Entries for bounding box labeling
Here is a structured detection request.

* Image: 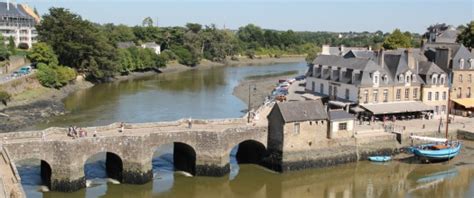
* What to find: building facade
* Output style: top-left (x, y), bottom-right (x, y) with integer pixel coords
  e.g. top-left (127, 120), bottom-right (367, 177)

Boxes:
top-left (0, 2), bottom-right (40, 47)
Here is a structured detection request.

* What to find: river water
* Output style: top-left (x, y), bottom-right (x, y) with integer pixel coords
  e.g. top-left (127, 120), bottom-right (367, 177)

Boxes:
top-left (14, 63), bottom-right (474, 198)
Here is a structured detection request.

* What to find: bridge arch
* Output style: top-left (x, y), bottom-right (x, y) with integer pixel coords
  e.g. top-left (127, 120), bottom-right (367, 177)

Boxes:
top-left (228, 140), bottom-right (267, 165)
top-left (152, 142), bottom-right (196, 175)
top-left (15, 158), bottom-right (53, 189)
top-left (84, 151), bottom-right (123, 182)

**Stated problem:**
Copy every row above word for word, leaving the pictures out.

**The response:**
Here is a structured detection request.

* Image: 
* What to find: building facade
* Output style: top-left (x, y), bottom-right (x, y) with integer pixel coords
  e.g. top-left (127, 120), bottom-right (367, 177)

Boxes:
top-left (0, 2), bottom-right (40, 47)
Here is a structured detection request.

* What to find: river water
* Output style: top-left (x, y), bottom-right (x, y) with integer pixel coords
  e.g. top-left (127, 120), bottom-right (367, 177)

Boxes:
top-left (14, 63), bottom-right (474, 198)
Here is a structured detection request.

* What to find: bridge arch
* Output style: top-left (x, y), bottom-right (x, y) with integer pixel coords
  e.g. top-left (127, 120), bottom-right (367, 177)

Boxes:
top-left (228, 140), bottom-right (267, 165)
top-left (152, 142), bottom-right (196, 175)
top-left (15, 158), bottom-right (53, 189)
top-left (84, 151), bottom-right (123, 182)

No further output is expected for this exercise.